◆ What is required
Report every line in the items below that contains the string "negative", copying each such line in full.

◆ Information shown
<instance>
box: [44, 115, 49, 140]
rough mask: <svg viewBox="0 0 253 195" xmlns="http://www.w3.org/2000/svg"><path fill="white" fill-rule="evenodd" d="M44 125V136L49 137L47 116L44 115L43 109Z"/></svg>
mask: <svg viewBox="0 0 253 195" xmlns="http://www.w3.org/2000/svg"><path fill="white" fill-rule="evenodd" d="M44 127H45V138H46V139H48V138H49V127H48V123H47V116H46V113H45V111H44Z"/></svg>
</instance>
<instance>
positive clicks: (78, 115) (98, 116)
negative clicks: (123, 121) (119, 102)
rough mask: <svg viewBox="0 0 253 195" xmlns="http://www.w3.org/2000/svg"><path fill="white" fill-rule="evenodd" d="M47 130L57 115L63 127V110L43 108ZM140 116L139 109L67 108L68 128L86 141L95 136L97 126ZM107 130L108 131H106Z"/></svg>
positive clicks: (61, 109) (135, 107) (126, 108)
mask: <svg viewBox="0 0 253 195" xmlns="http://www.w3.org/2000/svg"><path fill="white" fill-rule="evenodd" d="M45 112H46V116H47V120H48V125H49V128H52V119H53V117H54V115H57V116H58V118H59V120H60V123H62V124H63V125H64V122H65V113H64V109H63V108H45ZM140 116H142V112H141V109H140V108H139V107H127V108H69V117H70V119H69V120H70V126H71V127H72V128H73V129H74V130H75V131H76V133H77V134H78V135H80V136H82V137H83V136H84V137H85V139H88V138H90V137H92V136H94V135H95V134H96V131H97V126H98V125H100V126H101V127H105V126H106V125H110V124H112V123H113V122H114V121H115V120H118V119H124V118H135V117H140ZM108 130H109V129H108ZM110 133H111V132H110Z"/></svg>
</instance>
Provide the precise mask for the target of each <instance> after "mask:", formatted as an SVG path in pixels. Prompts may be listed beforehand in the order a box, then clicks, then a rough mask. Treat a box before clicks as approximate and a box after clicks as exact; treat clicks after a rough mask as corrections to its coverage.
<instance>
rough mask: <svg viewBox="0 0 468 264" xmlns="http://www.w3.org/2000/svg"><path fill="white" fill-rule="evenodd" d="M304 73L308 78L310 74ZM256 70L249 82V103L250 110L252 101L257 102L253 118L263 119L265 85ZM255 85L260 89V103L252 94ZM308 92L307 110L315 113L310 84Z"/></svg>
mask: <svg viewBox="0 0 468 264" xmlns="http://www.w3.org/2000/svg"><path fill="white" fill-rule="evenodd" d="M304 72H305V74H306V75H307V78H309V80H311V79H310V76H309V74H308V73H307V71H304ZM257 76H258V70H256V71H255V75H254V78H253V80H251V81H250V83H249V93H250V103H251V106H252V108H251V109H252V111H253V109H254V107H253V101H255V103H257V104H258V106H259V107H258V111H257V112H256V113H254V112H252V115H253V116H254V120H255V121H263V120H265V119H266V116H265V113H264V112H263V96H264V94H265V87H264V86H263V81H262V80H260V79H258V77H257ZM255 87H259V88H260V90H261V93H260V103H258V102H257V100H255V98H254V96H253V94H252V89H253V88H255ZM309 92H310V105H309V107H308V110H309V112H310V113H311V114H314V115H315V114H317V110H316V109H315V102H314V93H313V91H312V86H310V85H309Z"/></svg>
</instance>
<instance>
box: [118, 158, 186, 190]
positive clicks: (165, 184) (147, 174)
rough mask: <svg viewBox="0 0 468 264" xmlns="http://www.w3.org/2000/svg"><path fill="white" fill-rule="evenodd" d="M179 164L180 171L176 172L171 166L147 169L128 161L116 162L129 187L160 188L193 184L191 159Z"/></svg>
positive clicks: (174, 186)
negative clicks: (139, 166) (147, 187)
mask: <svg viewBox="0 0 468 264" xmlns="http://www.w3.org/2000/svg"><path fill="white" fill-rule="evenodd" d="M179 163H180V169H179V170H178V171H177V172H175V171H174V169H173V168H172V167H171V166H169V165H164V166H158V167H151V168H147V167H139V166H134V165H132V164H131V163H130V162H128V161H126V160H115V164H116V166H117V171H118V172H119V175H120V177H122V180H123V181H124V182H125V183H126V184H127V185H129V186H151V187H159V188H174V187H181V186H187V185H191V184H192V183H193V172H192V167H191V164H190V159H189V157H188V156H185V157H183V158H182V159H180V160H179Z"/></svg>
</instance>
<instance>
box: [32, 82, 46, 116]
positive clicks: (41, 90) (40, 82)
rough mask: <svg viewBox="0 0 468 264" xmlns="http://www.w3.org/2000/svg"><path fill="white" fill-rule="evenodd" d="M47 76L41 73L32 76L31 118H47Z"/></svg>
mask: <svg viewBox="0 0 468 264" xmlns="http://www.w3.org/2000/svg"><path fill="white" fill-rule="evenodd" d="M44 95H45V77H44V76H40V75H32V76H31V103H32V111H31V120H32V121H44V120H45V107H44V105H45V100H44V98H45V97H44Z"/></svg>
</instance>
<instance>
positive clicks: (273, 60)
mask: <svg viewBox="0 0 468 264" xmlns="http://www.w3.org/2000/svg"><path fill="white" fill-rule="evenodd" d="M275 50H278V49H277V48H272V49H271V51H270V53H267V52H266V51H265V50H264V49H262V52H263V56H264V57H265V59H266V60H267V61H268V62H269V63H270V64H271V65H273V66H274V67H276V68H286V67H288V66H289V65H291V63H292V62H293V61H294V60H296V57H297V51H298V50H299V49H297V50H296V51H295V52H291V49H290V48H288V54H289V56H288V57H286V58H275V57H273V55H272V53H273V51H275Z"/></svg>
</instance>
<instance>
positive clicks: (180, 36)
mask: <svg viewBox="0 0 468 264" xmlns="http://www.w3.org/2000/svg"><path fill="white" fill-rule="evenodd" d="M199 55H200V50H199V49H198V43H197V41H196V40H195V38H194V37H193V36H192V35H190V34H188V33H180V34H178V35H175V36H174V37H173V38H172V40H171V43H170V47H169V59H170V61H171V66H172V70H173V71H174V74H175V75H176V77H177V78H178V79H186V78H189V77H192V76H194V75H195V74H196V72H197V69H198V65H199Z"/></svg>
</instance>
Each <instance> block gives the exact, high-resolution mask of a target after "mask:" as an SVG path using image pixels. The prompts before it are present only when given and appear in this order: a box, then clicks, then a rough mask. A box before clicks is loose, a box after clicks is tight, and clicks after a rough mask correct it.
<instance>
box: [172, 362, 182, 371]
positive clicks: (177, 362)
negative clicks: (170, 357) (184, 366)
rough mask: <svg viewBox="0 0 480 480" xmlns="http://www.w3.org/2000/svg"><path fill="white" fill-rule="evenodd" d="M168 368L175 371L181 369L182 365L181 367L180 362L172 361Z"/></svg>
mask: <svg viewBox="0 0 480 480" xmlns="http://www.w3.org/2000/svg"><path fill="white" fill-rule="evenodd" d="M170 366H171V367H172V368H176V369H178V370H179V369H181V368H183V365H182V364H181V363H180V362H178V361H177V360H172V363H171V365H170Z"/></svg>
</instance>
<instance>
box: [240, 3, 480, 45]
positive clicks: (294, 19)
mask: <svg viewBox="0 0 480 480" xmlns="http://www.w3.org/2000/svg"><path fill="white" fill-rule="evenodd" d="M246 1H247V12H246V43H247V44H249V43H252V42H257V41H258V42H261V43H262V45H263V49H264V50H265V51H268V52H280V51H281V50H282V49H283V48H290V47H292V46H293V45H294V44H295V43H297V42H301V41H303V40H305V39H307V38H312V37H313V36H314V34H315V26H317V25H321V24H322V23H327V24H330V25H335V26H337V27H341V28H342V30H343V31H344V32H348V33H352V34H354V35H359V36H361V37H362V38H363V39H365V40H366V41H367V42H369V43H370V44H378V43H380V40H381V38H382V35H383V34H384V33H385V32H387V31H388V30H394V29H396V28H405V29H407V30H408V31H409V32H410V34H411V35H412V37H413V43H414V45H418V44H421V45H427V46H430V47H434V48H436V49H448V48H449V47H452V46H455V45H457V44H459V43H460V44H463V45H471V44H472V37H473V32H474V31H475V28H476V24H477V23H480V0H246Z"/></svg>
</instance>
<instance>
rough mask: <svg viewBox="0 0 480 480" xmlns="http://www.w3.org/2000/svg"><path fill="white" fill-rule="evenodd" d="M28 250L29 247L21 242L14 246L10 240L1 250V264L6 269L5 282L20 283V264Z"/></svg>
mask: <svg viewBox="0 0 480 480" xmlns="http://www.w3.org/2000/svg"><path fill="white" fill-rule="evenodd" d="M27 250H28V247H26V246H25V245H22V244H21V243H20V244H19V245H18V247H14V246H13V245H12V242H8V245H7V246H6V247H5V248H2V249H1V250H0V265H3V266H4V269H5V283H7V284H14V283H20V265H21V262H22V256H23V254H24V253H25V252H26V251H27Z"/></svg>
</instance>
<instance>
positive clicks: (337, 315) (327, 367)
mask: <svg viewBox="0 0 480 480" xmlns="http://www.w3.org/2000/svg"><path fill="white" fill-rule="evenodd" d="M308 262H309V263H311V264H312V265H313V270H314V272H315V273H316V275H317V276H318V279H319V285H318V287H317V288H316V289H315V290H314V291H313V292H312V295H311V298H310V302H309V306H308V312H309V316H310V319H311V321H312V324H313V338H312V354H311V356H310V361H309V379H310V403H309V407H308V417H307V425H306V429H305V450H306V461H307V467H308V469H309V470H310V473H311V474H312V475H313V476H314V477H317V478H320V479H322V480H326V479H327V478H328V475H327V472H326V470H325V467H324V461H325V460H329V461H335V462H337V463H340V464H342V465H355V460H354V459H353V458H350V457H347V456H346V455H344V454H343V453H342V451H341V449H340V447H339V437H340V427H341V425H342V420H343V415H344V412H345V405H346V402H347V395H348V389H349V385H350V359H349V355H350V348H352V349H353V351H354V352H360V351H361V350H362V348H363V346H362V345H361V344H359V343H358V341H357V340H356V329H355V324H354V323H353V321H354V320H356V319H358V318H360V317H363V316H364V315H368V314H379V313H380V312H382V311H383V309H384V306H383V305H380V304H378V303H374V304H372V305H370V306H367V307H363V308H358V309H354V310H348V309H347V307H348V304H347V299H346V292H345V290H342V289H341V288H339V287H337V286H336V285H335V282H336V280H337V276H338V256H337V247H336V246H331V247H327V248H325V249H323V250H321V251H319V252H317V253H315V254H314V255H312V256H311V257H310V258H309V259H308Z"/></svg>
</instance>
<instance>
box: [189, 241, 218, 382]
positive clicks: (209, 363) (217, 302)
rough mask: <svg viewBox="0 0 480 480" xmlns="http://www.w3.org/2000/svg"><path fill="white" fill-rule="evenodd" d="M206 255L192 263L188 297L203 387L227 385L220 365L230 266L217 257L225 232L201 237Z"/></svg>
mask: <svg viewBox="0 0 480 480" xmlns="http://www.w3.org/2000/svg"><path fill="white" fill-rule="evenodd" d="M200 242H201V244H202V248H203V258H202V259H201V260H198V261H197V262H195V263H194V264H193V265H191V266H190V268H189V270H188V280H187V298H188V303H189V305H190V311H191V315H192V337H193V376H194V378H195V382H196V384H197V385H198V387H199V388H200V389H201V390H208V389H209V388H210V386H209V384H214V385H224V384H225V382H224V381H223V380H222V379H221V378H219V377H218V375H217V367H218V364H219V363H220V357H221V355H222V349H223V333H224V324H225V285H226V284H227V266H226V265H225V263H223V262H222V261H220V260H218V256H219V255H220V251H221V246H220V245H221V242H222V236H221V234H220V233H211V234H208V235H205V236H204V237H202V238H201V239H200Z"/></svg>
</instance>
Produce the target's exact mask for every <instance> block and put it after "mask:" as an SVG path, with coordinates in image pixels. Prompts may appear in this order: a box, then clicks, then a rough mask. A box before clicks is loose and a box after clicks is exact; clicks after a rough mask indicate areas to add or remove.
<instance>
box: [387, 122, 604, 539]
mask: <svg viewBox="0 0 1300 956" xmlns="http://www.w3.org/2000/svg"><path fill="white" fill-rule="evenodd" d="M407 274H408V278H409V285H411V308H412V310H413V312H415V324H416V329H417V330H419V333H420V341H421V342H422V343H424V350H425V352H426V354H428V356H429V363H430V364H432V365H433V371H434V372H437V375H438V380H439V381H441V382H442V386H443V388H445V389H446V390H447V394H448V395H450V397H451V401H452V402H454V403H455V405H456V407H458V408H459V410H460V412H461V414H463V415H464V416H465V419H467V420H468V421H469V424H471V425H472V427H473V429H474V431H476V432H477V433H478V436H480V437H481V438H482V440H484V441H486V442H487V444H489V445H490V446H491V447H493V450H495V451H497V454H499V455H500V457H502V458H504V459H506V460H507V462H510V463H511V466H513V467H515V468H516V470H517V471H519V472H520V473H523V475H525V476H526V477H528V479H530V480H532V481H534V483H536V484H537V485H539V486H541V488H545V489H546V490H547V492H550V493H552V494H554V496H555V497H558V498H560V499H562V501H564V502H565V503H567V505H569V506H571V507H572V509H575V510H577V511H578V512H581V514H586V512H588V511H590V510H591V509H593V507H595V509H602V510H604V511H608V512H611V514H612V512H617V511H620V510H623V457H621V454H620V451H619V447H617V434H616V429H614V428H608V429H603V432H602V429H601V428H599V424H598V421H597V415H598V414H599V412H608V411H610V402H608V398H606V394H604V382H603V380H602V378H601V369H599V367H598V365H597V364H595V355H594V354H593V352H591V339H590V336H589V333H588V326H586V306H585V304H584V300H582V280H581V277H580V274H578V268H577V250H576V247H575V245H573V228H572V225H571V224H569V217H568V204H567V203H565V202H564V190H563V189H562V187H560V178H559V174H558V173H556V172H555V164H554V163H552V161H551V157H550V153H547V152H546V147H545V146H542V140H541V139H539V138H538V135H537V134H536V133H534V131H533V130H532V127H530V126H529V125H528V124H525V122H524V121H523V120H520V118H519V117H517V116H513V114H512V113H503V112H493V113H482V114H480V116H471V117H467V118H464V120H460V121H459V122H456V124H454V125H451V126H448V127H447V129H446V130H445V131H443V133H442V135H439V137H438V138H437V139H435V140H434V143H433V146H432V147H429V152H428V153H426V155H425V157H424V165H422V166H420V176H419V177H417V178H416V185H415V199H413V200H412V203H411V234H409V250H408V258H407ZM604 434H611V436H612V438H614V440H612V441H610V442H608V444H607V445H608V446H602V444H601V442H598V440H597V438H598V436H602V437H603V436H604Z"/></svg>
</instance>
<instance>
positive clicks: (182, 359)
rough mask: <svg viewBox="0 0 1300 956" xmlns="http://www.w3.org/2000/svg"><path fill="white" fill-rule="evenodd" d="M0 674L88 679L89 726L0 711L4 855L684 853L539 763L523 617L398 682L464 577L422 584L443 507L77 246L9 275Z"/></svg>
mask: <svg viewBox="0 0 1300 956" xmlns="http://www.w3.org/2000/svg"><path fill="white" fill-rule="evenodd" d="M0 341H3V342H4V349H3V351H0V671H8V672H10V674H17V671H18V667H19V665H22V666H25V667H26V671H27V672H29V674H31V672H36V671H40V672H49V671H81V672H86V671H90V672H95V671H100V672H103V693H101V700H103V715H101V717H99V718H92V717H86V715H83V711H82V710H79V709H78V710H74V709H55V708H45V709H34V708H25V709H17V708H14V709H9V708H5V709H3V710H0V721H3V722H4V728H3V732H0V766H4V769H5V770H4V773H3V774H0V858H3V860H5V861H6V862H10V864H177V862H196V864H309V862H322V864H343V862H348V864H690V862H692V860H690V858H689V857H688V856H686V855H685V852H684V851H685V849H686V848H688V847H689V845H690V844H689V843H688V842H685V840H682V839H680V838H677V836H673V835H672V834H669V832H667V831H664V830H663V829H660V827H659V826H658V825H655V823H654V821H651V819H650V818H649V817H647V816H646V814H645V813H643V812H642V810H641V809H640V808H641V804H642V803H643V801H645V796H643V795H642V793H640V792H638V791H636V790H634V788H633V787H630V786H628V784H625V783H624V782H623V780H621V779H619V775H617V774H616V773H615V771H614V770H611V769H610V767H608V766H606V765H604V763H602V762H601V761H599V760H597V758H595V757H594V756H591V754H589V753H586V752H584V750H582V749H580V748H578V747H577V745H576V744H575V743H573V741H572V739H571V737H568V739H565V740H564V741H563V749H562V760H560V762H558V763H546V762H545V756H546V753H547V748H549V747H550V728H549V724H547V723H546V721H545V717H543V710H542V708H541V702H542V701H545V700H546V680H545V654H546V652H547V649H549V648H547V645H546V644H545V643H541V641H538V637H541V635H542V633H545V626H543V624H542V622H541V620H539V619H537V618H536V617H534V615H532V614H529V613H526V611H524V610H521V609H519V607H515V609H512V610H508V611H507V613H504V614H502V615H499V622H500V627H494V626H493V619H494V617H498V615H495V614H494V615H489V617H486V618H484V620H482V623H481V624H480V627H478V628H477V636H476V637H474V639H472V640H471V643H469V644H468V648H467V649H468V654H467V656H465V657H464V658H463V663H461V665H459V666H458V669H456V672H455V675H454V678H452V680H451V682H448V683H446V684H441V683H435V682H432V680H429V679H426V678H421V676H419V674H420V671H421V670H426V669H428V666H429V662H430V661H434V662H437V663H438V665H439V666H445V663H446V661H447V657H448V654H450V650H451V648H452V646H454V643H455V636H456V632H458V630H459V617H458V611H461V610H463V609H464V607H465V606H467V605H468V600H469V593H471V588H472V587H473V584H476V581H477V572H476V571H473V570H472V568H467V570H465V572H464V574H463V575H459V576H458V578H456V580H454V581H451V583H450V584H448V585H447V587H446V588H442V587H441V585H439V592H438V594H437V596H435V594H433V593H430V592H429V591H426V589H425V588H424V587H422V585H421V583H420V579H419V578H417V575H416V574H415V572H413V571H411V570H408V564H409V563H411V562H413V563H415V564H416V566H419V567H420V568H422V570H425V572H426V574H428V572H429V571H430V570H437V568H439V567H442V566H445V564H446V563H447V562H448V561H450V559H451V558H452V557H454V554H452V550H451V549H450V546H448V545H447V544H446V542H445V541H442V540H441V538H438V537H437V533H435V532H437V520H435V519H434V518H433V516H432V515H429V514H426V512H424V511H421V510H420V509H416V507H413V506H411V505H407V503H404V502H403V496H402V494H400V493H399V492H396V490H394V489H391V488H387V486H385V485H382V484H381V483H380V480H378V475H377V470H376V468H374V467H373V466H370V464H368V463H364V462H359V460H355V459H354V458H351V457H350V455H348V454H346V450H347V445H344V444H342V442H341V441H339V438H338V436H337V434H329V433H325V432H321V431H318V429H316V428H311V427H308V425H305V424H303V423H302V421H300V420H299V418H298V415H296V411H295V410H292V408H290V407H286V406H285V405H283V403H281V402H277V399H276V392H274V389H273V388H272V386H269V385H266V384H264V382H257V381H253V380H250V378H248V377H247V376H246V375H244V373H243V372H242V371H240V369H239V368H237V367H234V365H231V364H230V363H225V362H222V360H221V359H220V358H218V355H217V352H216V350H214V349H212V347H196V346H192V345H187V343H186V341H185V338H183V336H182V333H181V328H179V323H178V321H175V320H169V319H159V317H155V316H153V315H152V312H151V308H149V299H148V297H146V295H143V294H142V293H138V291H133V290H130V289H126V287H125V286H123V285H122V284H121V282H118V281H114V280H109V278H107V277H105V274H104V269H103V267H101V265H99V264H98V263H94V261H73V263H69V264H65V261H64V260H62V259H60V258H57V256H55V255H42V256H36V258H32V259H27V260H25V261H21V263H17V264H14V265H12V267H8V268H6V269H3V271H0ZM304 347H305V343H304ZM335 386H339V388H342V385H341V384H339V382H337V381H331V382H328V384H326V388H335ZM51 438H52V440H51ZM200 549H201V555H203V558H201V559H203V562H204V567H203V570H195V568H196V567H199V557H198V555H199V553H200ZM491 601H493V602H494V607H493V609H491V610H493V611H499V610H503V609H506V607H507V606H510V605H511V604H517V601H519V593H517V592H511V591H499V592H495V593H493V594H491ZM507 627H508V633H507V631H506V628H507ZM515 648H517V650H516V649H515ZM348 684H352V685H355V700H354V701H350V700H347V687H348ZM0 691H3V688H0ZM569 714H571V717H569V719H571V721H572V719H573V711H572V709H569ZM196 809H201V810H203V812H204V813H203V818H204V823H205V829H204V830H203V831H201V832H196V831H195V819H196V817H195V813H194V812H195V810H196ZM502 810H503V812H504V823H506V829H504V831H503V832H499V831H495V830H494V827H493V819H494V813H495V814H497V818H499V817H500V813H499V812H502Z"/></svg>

◆ Solved exercise
negative clicks: (123, 121) (119, 102)
negative clicks: (139, 166) (147, 187)
negative clicks: (170, 357) (184, 366)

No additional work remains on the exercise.